### What is asked:
Please revise the items below by replacing "outline" with "contour" wherever it occurs, leaving everything else unchanged. Leave the pictures out of your answer.

(Shape boundary entries)
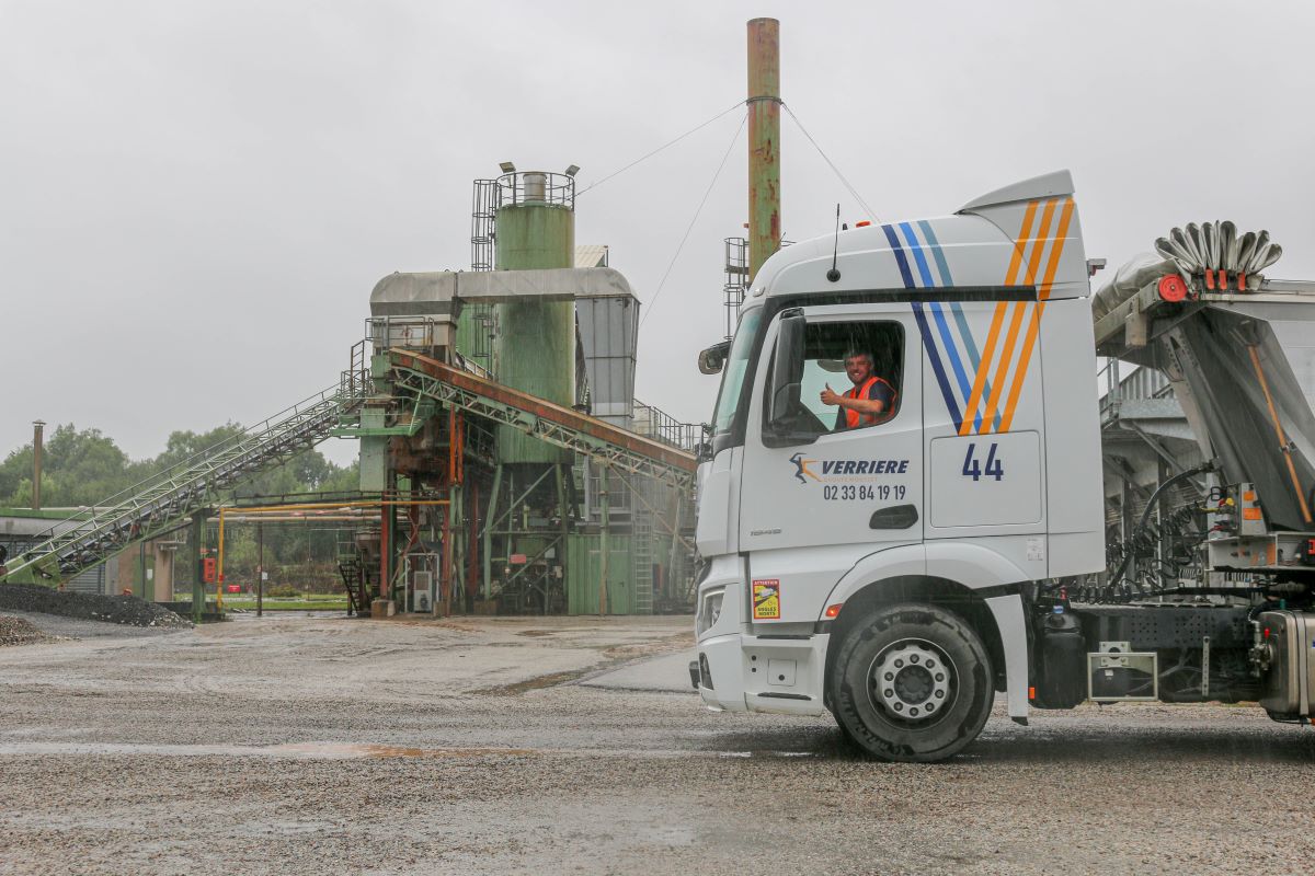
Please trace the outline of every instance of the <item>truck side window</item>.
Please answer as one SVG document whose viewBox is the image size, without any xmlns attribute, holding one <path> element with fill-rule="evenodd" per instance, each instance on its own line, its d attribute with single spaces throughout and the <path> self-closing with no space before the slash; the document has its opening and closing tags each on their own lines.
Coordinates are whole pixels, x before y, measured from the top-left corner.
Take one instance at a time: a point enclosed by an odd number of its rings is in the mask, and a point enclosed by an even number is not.
<svg viewBox="0 0 1315 876">
<path fill-rule="evenodd" d="M 899 411 L 902 385 L 899 323 L 809 323 L 800 387 L 801 429 L 846 432 L 889 423 Z"/>
</svg>

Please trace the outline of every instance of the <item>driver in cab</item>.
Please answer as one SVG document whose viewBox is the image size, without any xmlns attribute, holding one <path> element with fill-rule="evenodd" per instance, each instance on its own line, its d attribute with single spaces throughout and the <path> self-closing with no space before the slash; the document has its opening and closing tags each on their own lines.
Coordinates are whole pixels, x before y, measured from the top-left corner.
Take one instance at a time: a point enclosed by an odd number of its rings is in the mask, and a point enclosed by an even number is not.
<svg viewBox="0 0 1315 876">
<path fill-rule="evenodd" d="M 853 387 L 836 393 L 827 383 L 822 390 L 822 403 L 840 410 L 835 416 L 835 431 L 856 429 L 885 423 L 894 414 L 896 387 L 873 374 L 872 353 L 849 351 L 844 355 L 844 373 Z"/>
</svg>

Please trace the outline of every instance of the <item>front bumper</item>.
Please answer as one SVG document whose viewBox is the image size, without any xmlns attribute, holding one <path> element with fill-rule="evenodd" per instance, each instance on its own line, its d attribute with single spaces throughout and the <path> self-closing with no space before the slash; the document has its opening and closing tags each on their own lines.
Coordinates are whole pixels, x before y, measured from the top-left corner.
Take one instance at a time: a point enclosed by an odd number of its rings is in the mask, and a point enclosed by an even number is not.
<svg viewBox="0 0 1315 876">
<path fill-rule="evenodd" d="M 830 638 L 826 633 L 801 638 L 709 636 L 698 642 L 690 680 L 713 709 L 822 714 Z"/>
</svg>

### Task response:
Please trace the contour of every instance of the <item>truck side window</item>.
Please answer as one SVG document whose viewBox is the image size, without any xmlns attribute, holding one <path> element with fill-rule="evenodd" per instance, each instance on its own line, its d attribute with single spaces throughout and the <path> self-closing with no space before the slash; the document has its opening and closing tags each on their own lines.
Coordinates are whole pixels, x before y, measured from the top-left corner.
Take one instance at a time: a point enclosed by an odd number of its rings is in the mask, and a point enclosed by an even number is not.
<svg viewBox="0 0 1315 876">
<path fill-rule="evenodd" d="M 899 411 L 902 385 L 899 323 L 809 323 L 800 387 L 801 429 L 846 432 L 889 423 Z"/>
</svg>

Please trace the contour of every instance of the <item>driver in cab</item>.
Please answer as one SVG document whose viewBox is the image size, without any xmlns attribute, holding one <path> element with fill-rule="evenodd" per instance, each instance on its own line, its d attribute with single spaces throughout and the <path> self-closing with no space before the slash; the document has its opening and closing tags each on their own lines.
Coordinates are whole pixels, x before y, measured from the top-left corner.
Take one instance at a time: a point enclosed by an odd number of its rings is in the mask, and a point enclosed by an even number is not.
<svg viewBox="0 0 1315 876">
<path fill-rule="evenodd" d="M 853 387 L 836 393 L 827 383 L 822 390 L 822 403 L 840 410 L 835 416 L 835 431 L 856 429 L 885 423 L 894 414 L 896 387 L 873 374 L 872 353 L 849 351 L 844 355 L 844 373 Z"/>
</svg>

Please trace the contour of every instance of the <item>front bumper</item>.
Please answer as one SVG document whose viewBox is the image size, without any xmlns attribute, holding one <path> element with fill-rule="evenodd" per instance, each instance on its own line, its d attribute with single spaces throughout and the <path> self-closing with no space before the slash; the document has its opening and closing tags each on their own lines.
Coordinates are whole pixels, x before y, measured from the top-left corner.
Take one instance at a time: a point enclosed by an odd number of its rings is in the mask, and a point enclosed by an even number is not.
<svg viewBox="0 0 1315 876">
<path fill-rule="evenodd" d="M 830 638 L 826 633 L 801 638 L 709 636 L 698 642 L 690 680 L 713 709 L 822 714 Z"/>
</svg>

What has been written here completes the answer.